Start of DATA LINES
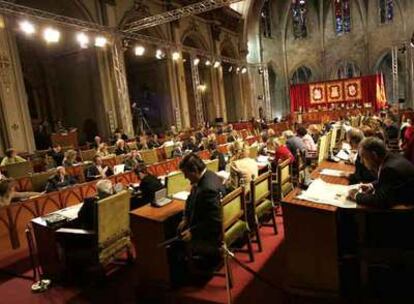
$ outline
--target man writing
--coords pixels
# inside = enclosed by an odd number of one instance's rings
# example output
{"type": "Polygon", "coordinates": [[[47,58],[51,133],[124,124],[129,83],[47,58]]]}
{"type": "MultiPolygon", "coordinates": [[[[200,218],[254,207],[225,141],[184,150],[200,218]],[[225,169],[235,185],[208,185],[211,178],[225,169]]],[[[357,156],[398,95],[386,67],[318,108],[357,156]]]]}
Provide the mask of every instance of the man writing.
{"type": "Polygon", "coordinates": [[[182,159],[180,170],[192,184],[184,217],[178,227],[178,233],[190,252],[188,266],[190,271],[195,267],[197,270],[211,272],[221,261],[222,180],[207,170],[204,162],[194,153],[182,159]]]}
{"type": "Polygon", "coordinates": [[[377,176],[377,180],[351,190],[351,200],[378,208],[414,204],[414,165],[404,157],[388,152],[384,142],[376,137],[368,137],[361,142],[359,155],[363,165],[377,176]]]}

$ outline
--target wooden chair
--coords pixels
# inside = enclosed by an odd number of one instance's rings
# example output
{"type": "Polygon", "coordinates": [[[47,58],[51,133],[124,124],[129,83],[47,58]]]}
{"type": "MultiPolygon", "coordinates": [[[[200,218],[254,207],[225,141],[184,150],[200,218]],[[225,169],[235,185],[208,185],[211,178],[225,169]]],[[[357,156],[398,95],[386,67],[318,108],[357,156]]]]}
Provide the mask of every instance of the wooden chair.
{"type": "Polygon", "coordinates": [[[89,150],[81,150],[80,151],[80,157],[82,161],[93,161],[93,158],[96,155],[95,149],[89,149],[89,150]]]}
{"type": "Polygon", "coordinates": [[[213,160],[207,160],[205,161],[206,167],[208,170],[213,171],[213,172],[218,172],[218,159],[213,159],[213,160]]]}
{"type": "Polygon", "coordinates": [[[33,172],[32,164],[29,161],[6,165],[4,169],[7,172],[7,176],[12,178],[28,176],[33,172]]]}
{"type": "Polygon", "coordinates": [[[250,182],[250,204],[253,212],[249,213],[249,225],[254,227],[259,251],[262,251],[262,242],[259,234],[259,225],[266,214],[271,215],[272,226],[277,234],[276,214],[271,196],[271,172],[266,172],[250,182]]]}
{"type": "Polygon", "coordinates": [[[129,205],[130,193],[121,191],[95,202],[94,230],[60,228],[56,231],[66,269],[104,268],[122,252],[132,259],[129,205]],[[84,256],[86,254],[86,256],[84,256]],[[89,265],[85,265],[85,260],[89,265]]]}
{"type": "Polygon", "coordinates": [[[154,149],[142,150],[139,153],[141,154],[142,160],[146,165],[151,165],[153,163],[158,162],[157,151],[155,151],[154,149]]]}
{"type": "Polygon", "coordinates": [[[191,189],[190,181],[184,177],[184,173],[181,171],[168,174],[165,178],[165,186],[168,196],[182,191],[190,191],[191,189]]]}
{"type": "Polygon", "coordinates": [[[30,176],[30,180],[32,183],[32,190],[36,192],[45,191],[47,181],[51,176],[56,174],[56,170],[50,170],[42,173],[35,173],[30,176]]]}
{"type": "Polygon", "coordinates": [[[227,194],[221,200],[223,215],[223,241],[230,248],[235,241],[244,239],[247,243],[250,261],[254,261],[249,226],[246,221],[246,203],[243,187],[227,194]]]}

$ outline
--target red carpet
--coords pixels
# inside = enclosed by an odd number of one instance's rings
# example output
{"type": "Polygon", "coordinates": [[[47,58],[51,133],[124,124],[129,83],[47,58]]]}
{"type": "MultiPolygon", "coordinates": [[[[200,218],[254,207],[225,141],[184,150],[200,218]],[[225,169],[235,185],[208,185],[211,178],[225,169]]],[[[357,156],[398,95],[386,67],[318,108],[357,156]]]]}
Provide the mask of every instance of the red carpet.
{"type": "MultiPolygon", "coordinates": [[[[261,228],[263,252],[255,249],[255,262],[248,262],[248,255],[240,252],[236,256],[247,266],[272,284],[280,286],[283,282],[283,225],[278,218],[279,234],[275,235],[272,228],[261,228]]],[[[27,261],[23,263],[28,271],[27,261]]],[[[1,265],[1,261],[0,261],[1,265]]],[[[321,303],[320,300],[296,299],[285,295],[279,288],[266,285],[255,279],[239,265],[231,262],[234,287],[232,289],[233,303],[321,303]]],[[[227,303],[225,280],[223,277],[214,277],[203,288],[181,288],[175,291],[163,292],[157,290],[157,296],[150,298],[146,287],[138,284],[137,274],[133,267],[121,267],[112,273],[105,283],[91,282],[90,285],[77,287],[53,286],[41,294],[30,291],[32,284],[29,280],[10,278],[0,275],[0,304],[33,303],[33,304],[60,304],[60,303],[167,303],[167,304],[212,304],[227,303]],[[140,287],[141,286],[141,287],[140,287]]],[[[323,303],[327,303],[324,301],[323,303]]]]}

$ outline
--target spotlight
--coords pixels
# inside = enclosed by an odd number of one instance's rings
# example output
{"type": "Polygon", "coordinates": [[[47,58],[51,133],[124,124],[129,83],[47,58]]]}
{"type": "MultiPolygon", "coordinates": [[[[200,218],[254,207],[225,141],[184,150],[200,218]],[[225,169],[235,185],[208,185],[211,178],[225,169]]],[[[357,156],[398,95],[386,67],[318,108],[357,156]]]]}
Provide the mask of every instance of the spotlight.
{"type": "Polygon", "coordinates": [[[107,43],[108,43],[108,40],[103,36],[98,36],[95,38],[96,47],[105,47],[107,43]]]}
{"type": "Polygon", "coordinates": [[[43,38],[47,43],[57,43],[60,40],[60,32],[54,28],[48,27],[43,32],[43,38]]]}
{"type": "Polygon", "coordinates": [[[172,59],[174,61],[177,61],[178,59],[180,59],[180,57],[181,57],[181,55],[180,55],[179,52],[175,51],[175,52],[172,53],[172,59]]]}
{"type": "Polygon", "coordinates": [[[155,51],[155,57],[156,57],[157,59],[163,59],[163,58],[165,57],[165,53],[164,53],[164,51],[163,51],[163,50],[161,50],[161,49],[156,50],[156,51],[155,51]]]}
{"type": "Polygon", "coordinates": [[[137,45],[134,49],[135,56],[142,56],[145,53],[145,48],[142,45],[137,45]]]}
{"type": "Polygon", "coordinates": [[[27,20],[20,22],[20,30],[26,35],[32,35],[36,32],[36,29],[33,23],[30,23],[27,20]]]}
{"type": "Polygon", "coordinates": [[[85,33],[78,33],[76,40],[82,49],[86,49],[89,45],[89,37],[85,33]]]}

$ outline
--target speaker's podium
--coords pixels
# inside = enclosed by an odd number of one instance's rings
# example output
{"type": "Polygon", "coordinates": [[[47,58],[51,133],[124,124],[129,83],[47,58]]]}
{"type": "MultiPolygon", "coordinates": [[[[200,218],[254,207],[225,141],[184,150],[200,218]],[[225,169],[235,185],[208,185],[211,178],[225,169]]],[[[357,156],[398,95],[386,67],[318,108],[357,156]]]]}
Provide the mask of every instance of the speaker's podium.
{"type": "Polygon", "coordinates": [[[161,208],[147,204],[130,212],[137,272],[145,281],[165,286],[173,283],[171,257],[160,244],[176,236],[183,211],[184,202],[173,200],[161,208]]]}

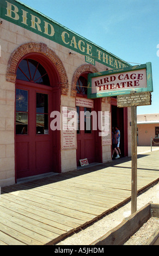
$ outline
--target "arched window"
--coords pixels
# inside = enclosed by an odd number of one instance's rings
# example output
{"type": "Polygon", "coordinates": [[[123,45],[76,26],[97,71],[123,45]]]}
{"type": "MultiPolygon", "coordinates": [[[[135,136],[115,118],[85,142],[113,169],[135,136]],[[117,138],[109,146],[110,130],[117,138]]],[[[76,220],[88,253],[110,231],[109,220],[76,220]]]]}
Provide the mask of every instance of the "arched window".
{"type": "Polygon", "coordinates": [[[50,86],[47,71],[39,62],[31,59],[23,59],[18,66],[16,78],[20,80],[50,86]]]}
{"type": "Polygon", "coordinates": [[[79,77],[76,83],[76,90],[78,94],[87,95],[87,78],[85,76],[82,75],[79,77]]]}

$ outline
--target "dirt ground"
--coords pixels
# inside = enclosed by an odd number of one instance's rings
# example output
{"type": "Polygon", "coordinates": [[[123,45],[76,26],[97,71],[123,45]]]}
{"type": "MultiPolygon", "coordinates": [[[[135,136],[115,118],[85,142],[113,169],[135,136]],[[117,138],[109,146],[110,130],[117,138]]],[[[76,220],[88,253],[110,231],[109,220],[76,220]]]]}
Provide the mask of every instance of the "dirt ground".
{"type": "MultiPolygon", "coordinates": [[[[159,204],[159,182],[137,197],[137,210],[150,202],[159,204]]],[[[56,245],[89,245],[107,232],[116,227],[125,217],[130,216],[131,207],[131,204],[130,202],[92,225],[61,241],[56,245]]],[[[157,228],[159,228],[158,220],[151,218],[149,222],[148,222],[147,224],[143,226],[143,232],[145,235],[146,234],[148,237],[148,233],[150,235],[157,228]]],[[[140,233],[136,233],[133,238],[134,239],[132,239],[127,242],[128,245],[142,245],[146,239],[146,237],[143,237],[140,233]]]]}

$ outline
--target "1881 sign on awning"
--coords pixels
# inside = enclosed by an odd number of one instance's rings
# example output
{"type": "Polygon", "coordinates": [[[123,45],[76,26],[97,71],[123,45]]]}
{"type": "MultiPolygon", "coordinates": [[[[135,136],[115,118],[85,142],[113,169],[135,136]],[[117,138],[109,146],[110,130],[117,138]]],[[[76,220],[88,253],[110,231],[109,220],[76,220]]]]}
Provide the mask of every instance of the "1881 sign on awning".
{"type": "Polygon", "coordinates": [[[151,64],[88,74],[88,97],[152,92],[151,64]]]}

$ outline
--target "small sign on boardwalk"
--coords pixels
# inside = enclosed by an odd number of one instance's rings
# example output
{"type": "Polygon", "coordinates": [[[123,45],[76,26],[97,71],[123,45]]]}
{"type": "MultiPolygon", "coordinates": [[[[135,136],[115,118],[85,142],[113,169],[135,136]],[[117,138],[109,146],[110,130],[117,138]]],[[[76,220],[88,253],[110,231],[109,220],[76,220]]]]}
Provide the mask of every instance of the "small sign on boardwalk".
{"type": "Polygon", "coordinates": [[[80,160],[81,166],[88,166],[89,165],[89,162],[88,161],[88,159],[86,158],[85,159],[81,159],[80,160]]]}
{"type": "Polygon", "coordinates": [[[150,105],[151,104],[151,94],[149,92],[117,96],[118,107],[150,105]]]}

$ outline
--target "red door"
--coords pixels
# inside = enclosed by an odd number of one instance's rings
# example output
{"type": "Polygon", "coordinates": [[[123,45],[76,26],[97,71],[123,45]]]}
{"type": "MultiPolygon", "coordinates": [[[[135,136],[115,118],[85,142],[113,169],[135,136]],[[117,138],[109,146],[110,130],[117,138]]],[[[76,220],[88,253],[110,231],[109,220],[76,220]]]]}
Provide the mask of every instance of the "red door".
{"type": "Polygon", "coordinates": [[[92,117],[85,116],[84,124],[83,120],[83,127],[81,128],[81,111],[85,112],[88,111],[90,113],[93,111],[93,109],[77,107],[77,112],[78,115],[78,130],[77,134],[77,165],[80,166],[80,160],[87,159],[89,163],[95,162],[95,132],[92,127],[92,117]],[[81,123],[80,123],[80,121],[81,123]],[[87,127],[87,121],[88,126],[87,127]]]}
{"type": "Polygon", "coordinates": [[[53,132],[49,126],[52,91],[40,84],[16,84],[17,178],[53,171],[53,132]]]}

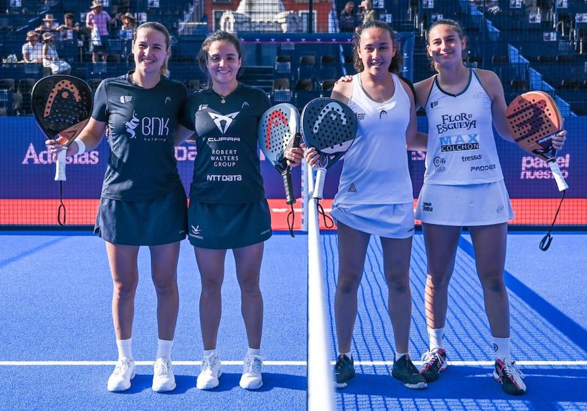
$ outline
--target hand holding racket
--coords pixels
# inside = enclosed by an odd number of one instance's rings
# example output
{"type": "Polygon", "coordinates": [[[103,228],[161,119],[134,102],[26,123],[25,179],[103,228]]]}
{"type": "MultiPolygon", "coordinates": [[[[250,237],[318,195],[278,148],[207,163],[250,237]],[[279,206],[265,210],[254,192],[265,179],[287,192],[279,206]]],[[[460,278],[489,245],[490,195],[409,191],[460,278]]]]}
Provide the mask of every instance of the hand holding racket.
{"type": "Polygon", "coordinates": [[[562,147],[566,132],[552,97],[544,92],[524,93],[512,100],[505,116],[518,145],[546,162],[559,191],[568,188],[556,163],[556,150],[562,147]]]}
{"type": "Polygon", "coordinates": [[[510,123],[514,141],[525,151],[540,157],[550,167],[552,176],[562,196],[552,224],[540,242],[540,249],[548,250],[552,237],[550,233],[565,198],[568,184],[556,163],[556,150],[562,147],[566,132],[562,130],[562,117],[556,103],[544,92],[524,93],[508,106],[505,116],[510,123]]]}
{"type": "Polygon", "coordinates": [[[79,135],[92,114],[92,89],[86,82],[72,76],[48,76],[38,81],[31,92],[31,105],[35,119],[45,134],[48,145],[55,144],[65,149],[57,154],[55,180],[59,181],[58,222],[65,223],[62,181],[66,180],[67,147],[79,135]],[[55,143],[53,143],[55,142],[55,143]],[[63,222],[61,210],[63,210],[63,222]]]}
{"type": "Polygon", "coordinates": [[[302,135],[309,147],[306,158],[311,166],[318,166],[312,198],[322,198],[326,170],[346,153],[356,134],[356,116],[345,103],[319,98],[304,107],[302,135]]]}
{"type": "Polygon", "coordinates": [[[296,199],[290,165],[297,165],[301,159],[301,149],[299,147],[302,136],[297,109],[287,103],[269,109],[261,116],[257,137],[263,154],[284,179],[285,203],[291,207],[288,214],[288,225],[289,234],[294,237],[294,204],[296,199]]]}

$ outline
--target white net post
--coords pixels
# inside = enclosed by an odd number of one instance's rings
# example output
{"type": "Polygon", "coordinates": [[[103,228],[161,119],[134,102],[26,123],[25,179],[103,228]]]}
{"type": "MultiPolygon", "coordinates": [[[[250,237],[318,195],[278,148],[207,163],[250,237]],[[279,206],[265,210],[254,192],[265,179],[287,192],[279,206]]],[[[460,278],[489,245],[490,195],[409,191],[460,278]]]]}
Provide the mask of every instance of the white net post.
{"type": "MultiPolygon", "coordinates": [[[[308,188],[313,191],[313,175],[306,169],[308,188]]],[[[308,196],[309,197],[309,196],[308,196]]],[[[308,201],[308,410],[334,411],[334,380],[330,365],[325,305],[324,272],[320,253],[316,200],[308,201]]]]}

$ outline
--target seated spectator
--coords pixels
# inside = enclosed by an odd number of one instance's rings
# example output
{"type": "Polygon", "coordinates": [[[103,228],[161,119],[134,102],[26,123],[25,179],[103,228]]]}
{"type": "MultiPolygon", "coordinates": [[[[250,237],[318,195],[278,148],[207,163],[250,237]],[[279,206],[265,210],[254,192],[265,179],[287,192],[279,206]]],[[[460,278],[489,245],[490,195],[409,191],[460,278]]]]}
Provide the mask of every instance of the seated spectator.
{"type": "Polygon", "coordinates": [[[94,0],[90,8],[91,11],[86,15],[86,25],[92,30],[90,49],[92,61],[96,63],[99,57],[102,61],[106,58],[108,52],[106,48],[108,23],[112,24],[114,21],[107,12],[102,10],[102,4],[99,0],[94,0]]]}
{"type": "Polygon", "coordinates": [[[26,33],[27,42],[22,45],[22,59],[25,63],[41,63],[43,45],[39,42],[39,33],[31,31],[26,33]]]}
{"type": "Polygon", "coordinates": [[[66,13],[63,17],[65,23],[57,28],[62,40],[77,40],[79,32],[79,25],[75,22],[73,13],[66,13]]]}
{"type": "Polygon", "coordinates": [[[377,20],[379,15],[373,9],[371,0],[363,0],[359,6],[360,11],[359,12],[359,21],[361,24],[365,24],[372,20],[377,20]]]}
{"type": "Polygon", "coordinates": [[[121,40],[132,40],[133,33],[136,28],[134,17],[130,13],[125,13],[120,19],[122,21],[122,27],[119,32],[119,37],[121,40]]]}
{"type": "Polygon", "coordinates": [[[349,1],[340,12],[340,29],[342,32],[353,31],[355,29],[355,3],[349,1]]]}
{"type": "Polygon", "coordinates": [[[52,74],[69,74],[71,66],[65,60],[60,60],[53,43],[55,38],[50,33],[43,34],[43,67],[51,69],[52,74]]]}
{"type": "Polygon", "coordinates": [[[53,16],[52,14],[46,14],[45,18],[43,19],[43,24],[36,28],[35,31],[42,33],[47,31],[55,31],[59,26],[59,25],[57,23],[57,20],[53,16]]]}

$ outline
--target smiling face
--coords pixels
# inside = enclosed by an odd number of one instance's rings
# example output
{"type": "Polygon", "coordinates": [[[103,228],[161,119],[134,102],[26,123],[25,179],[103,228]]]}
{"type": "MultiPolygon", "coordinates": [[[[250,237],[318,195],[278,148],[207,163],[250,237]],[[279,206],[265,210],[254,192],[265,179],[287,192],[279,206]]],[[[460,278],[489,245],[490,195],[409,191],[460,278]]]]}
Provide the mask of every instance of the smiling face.
{"type": "Polygon", "coordinates": [[[231,42],[218,40],[210,43],[206,67],[212,83],[229,85],[235,82],[241,63],[237,48],[231,42]]]}
{"type": "Polygon", "coordinates": [[[165,35],[152,28],[141,28],[137,31],[133,42],[135,69],[144,75],[158,73],[171,54],[165,35]]]}
{"type": "Polygon", "coordinates": [[[436,26],[428,33],[428,55],[441,66],[462,64],[465,46],[465,39],[448,25],[436,26]]]}
{"type": "Polygon", "coordinates": [[[387,73],[396,55],[395,45],[387,30],[372,27],[361,33],[357,49],[365,70],[373,76],[387,73]]]}

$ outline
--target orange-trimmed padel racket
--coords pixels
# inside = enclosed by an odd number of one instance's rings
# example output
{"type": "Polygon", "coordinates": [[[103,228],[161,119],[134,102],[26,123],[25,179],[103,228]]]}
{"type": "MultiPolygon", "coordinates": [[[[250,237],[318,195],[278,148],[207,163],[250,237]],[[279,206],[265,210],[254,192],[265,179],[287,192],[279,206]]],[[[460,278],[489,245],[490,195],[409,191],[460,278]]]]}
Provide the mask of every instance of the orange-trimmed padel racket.
{"type": "MultiPolygon", "coordinates": [[[[66,148],[89,121],[92,99],[87,83],[73,76],[48,76],[38,81],[31,92],[31,109],[39,127],[48,139],[55,140],[66,148]]],[[[62,185],[66,180],[65,152],[65,149],[59,151],[56,161],[55,181],[59,181],[60,202],[57,220],[60,225],[65,224],[62,185]]]]}
{"type": "Polygon", "coordinates": [[[562,116],[552,98],[541,91],[528,92],[514,99],[508,106],[505,116],[515,142],[524,151],[546,161],[559,191],[562,192],[552,224],[540,242],[540,249],[545,251],[552,241],[550,233],[565,198],[565,190],[569,188],[556,163],[556,150],[552,147],[552,137],[562,129],[562,116]]]}

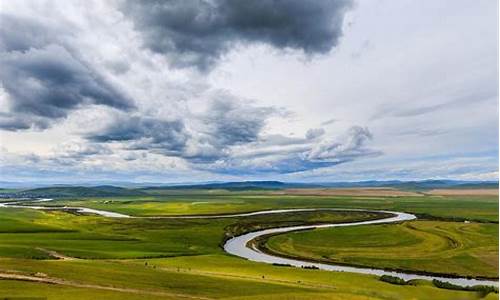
End of DATA LINES
▶ _EXERCISE OBJECTIVE_
Please count the lines in the records above that contain the string "speaker", and give only that number.

▶ _RESULT FOR THIS EXERCISE_
2